_YOUR OBJECTIVE:_ Give back exactly the line that contains "Pin the white road" and all the lines after it in the records below, to the very last, with no other output.

▽

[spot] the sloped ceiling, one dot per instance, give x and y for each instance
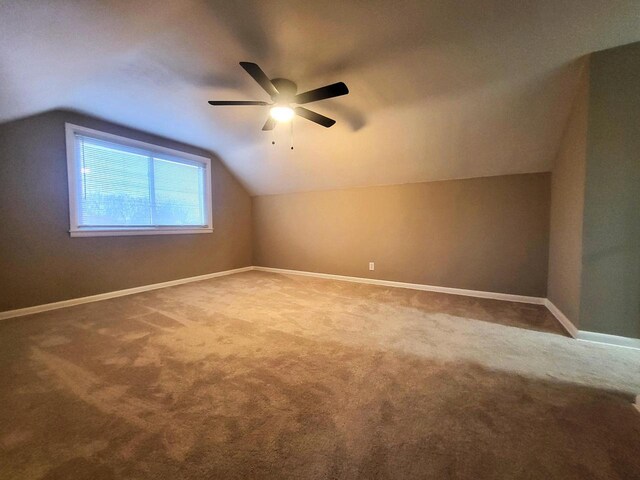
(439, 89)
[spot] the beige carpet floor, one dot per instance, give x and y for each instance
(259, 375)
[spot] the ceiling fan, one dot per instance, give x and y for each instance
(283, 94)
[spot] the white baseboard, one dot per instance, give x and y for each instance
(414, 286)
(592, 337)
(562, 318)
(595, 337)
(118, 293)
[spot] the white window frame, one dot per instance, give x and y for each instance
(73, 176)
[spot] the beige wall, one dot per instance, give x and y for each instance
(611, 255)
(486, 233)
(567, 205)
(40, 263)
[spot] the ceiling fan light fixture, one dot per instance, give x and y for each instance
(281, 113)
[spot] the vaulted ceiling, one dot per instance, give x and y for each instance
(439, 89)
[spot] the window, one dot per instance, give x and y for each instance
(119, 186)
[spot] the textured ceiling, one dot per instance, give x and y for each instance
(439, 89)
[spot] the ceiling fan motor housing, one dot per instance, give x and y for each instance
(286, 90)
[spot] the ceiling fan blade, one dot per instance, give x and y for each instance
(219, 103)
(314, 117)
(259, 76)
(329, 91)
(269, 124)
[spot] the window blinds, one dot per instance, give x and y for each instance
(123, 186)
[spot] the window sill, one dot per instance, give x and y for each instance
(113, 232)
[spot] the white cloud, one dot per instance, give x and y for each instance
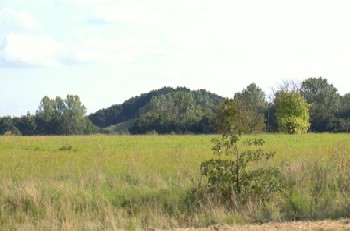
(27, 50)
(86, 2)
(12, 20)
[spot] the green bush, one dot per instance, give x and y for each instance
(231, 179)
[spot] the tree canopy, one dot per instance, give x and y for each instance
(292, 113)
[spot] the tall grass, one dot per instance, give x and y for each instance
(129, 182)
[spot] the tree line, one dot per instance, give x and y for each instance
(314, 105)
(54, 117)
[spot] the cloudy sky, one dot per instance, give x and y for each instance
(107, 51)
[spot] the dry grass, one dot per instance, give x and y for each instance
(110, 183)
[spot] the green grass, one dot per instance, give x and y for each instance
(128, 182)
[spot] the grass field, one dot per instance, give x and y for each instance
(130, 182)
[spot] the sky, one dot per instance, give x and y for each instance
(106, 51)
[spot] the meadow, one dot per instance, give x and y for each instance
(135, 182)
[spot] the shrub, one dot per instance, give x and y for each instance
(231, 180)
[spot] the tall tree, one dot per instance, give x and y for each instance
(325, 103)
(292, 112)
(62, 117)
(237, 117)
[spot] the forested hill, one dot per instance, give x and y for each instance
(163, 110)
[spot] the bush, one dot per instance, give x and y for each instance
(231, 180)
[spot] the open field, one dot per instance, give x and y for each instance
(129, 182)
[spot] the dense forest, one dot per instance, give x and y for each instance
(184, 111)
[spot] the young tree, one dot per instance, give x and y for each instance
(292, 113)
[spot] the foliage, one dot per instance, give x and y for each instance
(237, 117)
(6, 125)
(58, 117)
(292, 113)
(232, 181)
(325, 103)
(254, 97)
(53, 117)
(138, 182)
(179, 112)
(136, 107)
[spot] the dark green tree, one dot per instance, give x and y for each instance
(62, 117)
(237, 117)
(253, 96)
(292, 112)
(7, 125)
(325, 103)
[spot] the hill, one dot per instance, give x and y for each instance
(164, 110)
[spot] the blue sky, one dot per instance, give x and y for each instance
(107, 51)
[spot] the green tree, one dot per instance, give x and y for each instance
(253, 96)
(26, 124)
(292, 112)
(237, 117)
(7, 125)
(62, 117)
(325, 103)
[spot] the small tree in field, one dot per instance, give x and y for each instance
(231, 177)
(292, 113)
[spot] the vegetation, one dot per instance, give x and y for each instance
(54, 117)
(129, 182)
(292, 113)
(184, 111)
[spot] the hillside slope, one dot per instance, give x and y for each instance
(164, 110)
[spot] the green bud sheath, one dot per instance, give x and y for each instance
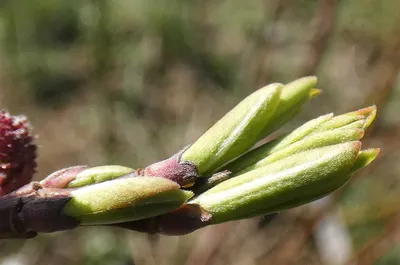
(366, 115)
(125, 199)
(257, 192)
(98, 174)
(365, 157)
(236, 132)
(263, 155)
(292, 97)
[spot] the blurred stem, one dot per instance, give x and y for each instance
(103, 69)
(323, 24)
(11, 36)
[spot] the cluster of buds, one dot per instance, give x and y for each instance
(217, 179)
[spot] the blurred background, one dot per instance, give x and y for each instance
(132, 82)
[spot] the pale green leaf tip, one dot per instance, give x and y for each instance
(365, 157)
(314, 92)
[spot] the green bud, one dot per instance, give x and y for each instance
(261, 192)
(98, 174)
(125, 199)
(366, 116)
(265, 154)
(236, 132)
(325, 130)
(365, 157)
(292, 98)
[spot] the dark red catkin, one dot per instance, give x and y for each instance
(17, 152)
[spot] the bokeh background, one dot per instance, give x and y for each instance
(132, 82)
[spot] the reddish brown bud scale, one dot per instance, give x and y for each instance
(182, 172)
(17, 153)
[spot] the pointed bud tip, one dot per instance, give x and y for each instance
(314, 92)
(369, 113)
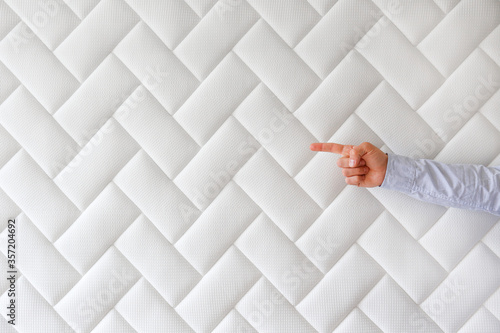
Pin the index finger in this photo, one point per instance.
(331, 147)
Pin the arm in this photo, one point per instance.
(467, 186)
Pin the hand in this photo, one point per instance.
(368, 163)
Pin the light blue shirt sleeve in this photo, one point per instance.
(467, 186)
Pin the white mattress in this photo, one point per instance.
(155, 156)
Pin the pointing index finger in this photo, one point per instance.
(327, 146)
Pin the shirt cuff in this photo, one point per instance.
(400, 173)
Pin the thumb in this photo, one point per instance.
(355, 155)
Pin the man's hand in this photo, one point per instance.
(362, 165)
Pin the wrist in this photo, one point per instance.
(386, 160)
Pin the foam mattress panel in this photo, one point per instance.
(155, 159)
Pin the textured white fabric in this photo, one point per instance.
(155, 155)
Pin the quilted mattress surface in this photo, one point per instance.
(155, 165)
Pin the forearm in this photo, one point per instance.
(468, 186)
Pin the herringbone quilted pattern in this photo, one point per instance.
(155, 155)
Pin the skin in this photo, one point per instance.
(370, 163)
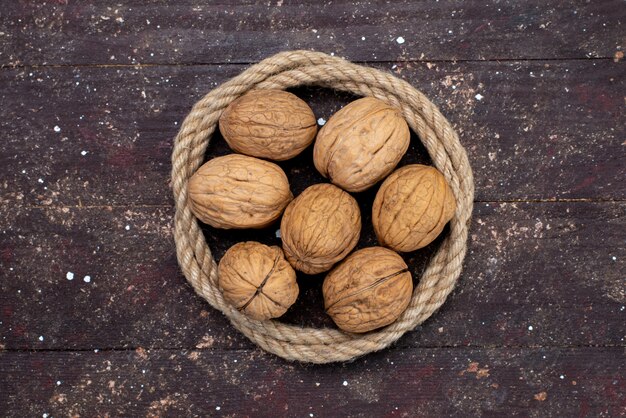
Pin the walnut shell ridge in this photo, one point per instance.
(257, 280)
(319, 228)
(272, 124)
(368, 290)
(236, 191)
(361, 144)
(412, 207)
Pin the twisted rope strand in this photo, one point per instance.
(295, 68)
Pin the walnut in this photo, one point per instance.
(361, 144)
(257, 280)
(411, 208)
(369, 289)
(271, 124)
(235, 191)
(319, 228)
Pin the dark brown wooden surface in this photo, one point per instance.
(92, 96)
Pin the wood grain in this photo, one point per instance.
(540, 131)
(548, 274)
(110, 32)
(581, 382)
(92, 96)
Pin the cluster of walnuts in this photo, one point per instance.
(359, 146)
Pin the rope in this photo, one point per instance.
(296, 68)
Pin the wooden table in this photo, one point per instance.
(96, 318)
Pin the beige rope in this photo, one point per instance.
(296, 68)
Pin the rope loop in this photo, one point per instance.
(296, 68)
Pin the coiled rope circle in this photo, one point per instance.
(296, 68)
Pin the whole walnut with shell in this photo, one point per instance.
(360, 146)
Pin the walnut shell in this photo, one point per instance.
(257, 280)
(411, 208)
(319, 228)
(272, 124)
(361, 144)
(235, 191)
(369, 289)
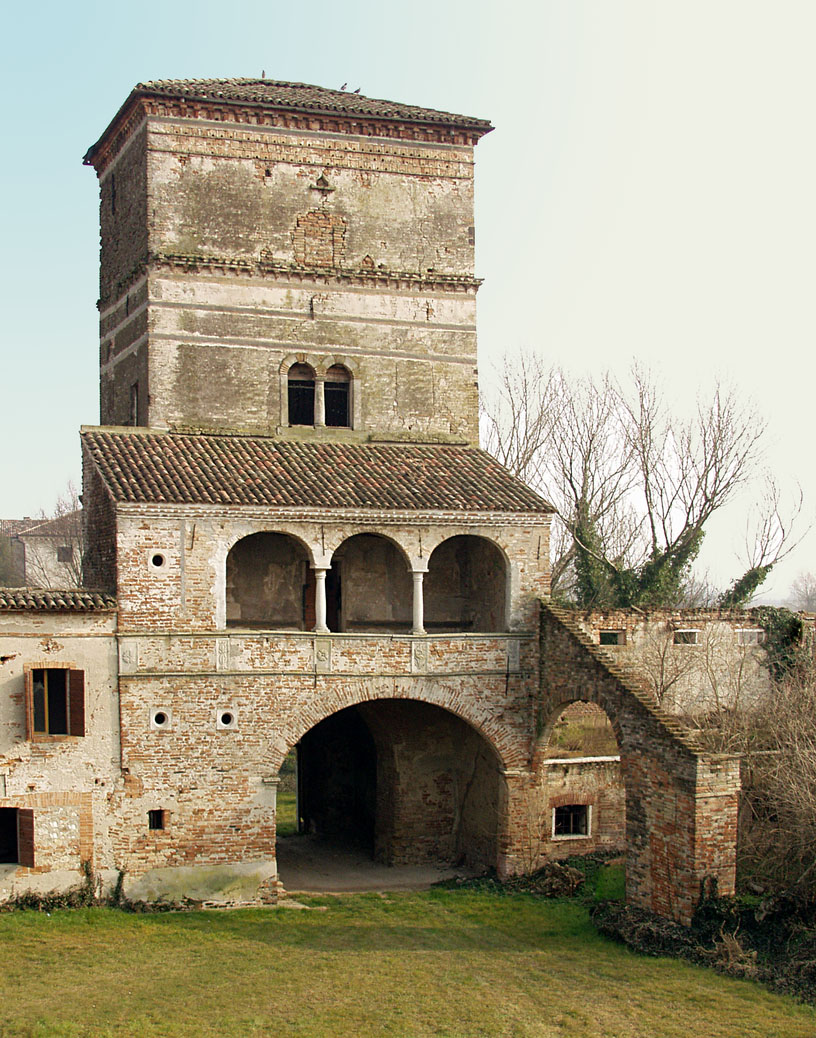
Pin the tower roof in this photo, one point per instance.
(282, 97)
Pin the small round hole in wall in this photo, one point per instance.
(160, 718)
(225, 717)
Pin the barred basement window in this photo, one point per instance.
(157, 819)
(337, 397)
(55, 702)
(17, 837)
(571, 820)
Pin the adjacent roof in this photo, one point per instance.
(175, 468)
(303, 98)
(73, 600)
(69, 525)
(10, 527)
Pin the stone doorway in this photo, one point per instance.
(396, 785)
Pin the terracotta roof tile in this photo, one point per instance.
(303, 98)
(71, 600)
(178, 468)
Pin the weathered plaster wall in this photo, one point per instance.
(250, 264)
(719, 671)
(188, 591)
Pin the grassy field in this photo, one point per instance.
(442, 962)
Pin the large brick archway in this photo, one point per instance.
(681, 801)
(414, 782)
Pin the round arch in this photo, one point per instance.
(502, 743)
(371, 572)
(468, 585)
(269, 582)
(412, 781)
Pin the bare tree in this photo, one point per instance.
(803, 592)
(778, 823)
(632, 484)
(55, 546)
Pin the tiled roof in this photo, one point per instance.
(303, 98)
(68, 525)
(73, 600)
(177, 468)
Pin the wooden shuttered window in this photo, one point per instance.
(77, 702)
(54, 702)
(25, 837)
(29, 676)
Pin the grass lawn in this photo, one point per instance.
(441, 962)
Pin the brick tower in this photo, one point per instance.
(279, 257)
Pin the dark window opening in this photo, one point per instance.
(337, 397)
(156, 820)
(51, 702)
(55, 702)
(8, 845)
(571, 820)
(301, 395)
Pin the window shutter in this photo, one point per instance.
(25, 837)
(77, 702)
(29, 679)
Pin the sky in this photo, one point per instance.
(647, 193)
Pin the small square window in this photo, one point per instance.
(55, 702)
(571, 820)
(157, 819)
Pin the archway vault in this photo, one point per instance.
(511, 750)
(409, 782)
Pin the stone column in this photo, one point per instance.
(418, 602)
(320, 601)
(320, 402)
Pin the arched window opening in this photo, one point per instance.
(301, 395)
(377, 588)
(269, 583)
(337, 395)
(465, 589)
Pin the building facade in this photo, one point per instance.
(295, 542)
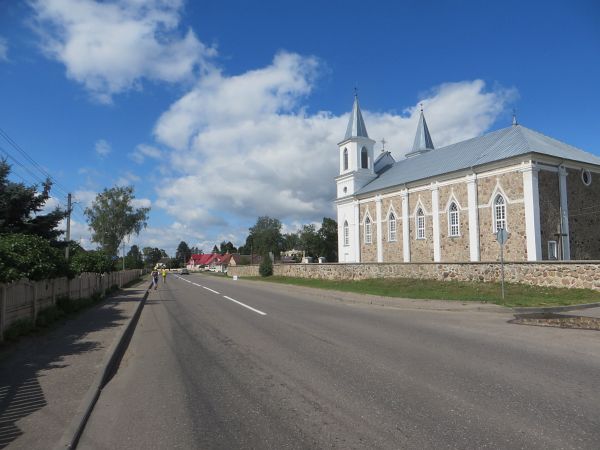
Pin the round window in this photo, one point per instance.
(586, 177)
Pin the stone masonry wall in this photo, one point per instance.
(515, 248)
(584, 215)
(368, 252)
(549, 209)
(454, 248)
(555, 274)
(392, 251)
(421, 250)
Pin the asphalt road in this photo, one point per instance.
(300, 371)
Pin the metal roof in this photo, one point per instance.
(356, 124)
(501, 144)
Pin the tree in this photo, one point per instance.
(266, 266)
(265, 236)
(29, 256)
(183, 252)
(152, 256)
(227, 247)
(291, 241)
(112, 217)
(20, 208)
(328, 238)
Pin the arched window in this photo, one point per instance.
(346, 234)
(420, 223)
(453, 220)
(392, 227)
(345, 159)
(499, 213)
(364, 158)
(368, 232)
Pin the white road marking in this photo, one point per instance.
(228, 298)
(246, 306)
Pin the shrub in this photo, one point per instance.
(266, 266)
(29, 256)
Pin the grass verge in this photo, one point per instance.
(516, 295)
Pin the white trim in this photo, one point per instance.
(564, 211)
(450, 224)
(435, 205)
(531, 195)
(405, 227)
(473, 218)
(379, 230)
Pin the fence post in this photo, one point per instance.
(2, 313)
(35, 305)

△

_THE COMPLETED TASK:_
Pin the white road marking in this photo, one point per instance.
(228, 298)
(246, 306)
Pin the shrub in this photo, one point per instance.
(266, 266)
(29, 256)
Pin the grass verge in this photo, one point per instance.
(516, 295)
Pin the white trim in this photo, one point per instance.
(564, 211)
(450, 224)
(435, 205)
(531, 195)
(405, 227)
(473, 218)
(379, 230)
Pin the fence post in this photo, one point per instance.
(2, 313)
(35, 305)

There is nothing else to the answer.